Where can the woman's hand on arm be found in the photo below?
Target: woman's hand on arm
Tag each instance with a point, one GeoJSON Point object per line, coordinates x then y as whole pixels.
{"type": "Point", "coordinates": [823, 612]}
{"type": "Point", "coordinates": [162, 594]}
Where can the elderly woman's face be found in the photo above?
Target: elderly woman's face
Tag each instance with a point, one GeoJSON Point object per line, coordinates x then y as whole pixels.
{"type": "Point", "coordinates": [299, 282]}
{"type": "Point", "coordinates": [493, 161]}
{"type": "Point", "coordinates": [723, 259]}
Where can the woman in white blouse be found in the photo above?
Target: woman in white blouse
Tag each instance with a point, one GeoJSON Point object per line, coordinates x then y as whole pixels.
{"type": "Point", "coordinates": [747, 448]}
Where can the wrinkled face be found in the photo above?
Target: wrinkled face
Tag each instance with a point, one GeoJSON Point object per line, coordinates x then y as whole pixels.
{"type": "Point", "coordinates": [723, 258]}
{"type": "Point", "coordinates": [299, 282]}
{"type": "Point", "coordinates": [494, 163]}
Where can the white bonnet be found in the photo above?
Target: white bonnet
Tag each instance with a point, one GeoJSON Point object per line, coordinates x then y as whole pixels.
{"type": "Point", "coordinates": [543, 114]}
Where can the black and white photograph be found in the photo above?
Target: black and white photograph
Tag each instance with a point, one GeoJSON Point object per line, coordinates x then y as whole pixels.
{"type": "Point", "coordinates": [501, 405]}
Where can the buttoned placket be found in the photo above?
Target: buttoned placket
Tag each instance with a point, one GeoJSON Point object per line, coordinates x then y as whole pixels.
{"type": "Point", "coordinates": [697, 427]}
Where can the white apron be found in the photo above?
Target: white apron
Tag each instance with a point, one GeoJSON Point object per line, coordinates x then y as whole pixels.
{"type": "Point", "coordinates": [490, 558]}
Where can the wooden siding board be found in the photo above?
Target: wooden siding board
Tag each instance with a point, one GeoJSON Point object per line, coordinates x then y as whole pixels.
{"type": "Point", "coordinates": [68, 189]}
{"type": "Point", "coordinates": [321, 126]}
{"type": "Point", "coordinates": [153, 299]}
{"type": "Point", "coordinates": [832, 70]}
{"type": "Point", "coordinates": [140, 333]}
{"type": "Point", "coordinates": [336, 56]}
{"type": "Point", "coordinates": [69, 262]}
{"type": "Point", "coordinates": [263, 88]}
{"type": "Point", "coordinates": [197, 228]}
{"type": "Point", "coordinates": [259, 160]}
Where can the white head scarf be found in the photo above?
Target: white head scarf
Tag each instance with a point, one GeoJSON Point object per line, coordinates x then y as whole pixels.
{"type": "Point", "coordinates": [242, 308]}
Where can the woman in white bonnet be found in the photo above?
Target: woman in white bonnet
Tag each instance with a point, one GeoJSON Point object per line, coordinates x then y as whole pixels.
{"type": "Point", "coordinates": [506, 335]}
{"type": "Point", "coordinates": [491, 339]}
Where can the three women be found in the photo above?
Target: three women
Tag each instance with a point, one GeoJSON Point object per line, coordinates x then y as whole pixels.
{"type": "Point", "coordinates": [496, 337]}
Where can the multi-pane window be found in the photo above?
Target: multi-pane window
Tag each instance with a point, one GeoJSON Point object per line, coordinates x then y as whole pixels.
--------------------------------------------------
GIVEN INSTRUCTION
Make an exact copy of the material above.

RESPONSE
Where can the woman's hand on arm be found in the photo below?
Target: woman's hand on arm
Tag each instance with a point, one GeoJSON Point object per line, coordinates x then y as whole pixels.
{"type": "Point", "coordinates": [823, 612]}
{"type": "Point", "coordinates": [162, 594]}
Where can the elderly woman's face be found in the photo above?
Target: elderly woman's face
Tag each instance with a point, one GeoJSON Point object per line, coordinates x then y as whole pixels.
{"type": "Point", "coordinates": [299, 282]}
{"type": "Point", "coordinates": [493, 161]}
{"type": "Point", "coordinates": [723, 259]}
Where can the woman in white blouse be found in the photo above?
Target: woman in white blouse
Tag each instance with a point, one GeoJSON Point object per line, coordinates x then y as whole pixels.
{"type": "Point", "coordinates": [747, 448]}
Where can the wrinkled face be found in the photo above?
Target: wrinkled face
Tag each instance with a point, one GeoJSON Point object per line, coordinates x then y as whole pixels.
{"type": "Point", "coordinates": [723, 258]}
{"type": "Point", "coordinates": [299, 282]}
{"type": "Point", "coordinates": [494, 163]}
Where can the white bonnet be found in the photo above?
Target: white bonnet
Tag each instance with a point, one GeoJSON Point object per line, coordinates x then y as whole pixels.
{"type": "Point", "coordinates": [543, 114]}
Where can the black and white photograph be found in the photo above?
Target: black and white photograph
Tag each instance with a point, one GeoJSON Point object per line, coordinates x then y as whole pixels.
{"type": "Point", "coordinates": [501, 405]}
Where can the buttoned placket be found in the photo above?
Target: buttoned placket
Tag each instance with a point, one GeoJSON Point object per line, coordinates x then y as whole pixels.
{"type": "Point", "coordinates": [697, 427]}
Where can the white apron be found in the photo above?
Target: white apron
Tag each instance with a point, one GeoJSON Point object per line, coordinates x then y as whole pixels.
{"type": "Point", "coordinates": [490, 558]}
Where can the wooden siding board be found in the photo above?
Target: wooden siding board
Tag each instance with a point, one GeoJSON Point object per line, coordinates x then y as whole pixels.
{"type": "Point", "coordinates": [68, 189]}
{"type": "Point", "coordinates": [321, 126]}
{"type": "Point", "coordinates": [153, 299]}
{"type": "Point", "coordinates": [832, 70]}
{"type": "Point", "coordinates": [140, 333]}
{"type": "Point", "coordinates": [336, 56]}
{"type": "Point", "coordinates": [69, 262]}
{"type": "Point", "coordinates": [263, 88]}
{"type": "Point", "coordinates": [197, 228]}
{"type": "Point", "coordinates": [259, 160]}
Where can the white head scarf be found in the photo above?
Target: white head scarf
Tag each instance with a point, one GeoJSON Point object per line, coordinates x then y as whole pixels.
{"type": "Point", "coordinates": [242, 308]}
Where can the woman in white bonnet be found in the photo above?
Target: woman in white bonnet
Tag each instance with a point, one GeoJSON Point object per line, coordinates x then y as whole pixels.
{"type": "Point", "coordinates": [506, 335]}
{"type": "Point", "coordinates": [491, 339]}
Where can the three women be found in the photo above?
Target: three women
Tag each instance with a point, one GeoJSON Point object per line, coordinates x then y as whole pixels.
{"type": "Point", "coordinates": [496, 337]}
Where can the multi-pane window be found in the photo above?
Target: multi-pane window
Tag each instance with a point, one GeoJSON Point object per line, coordinates x then y as whole pixels.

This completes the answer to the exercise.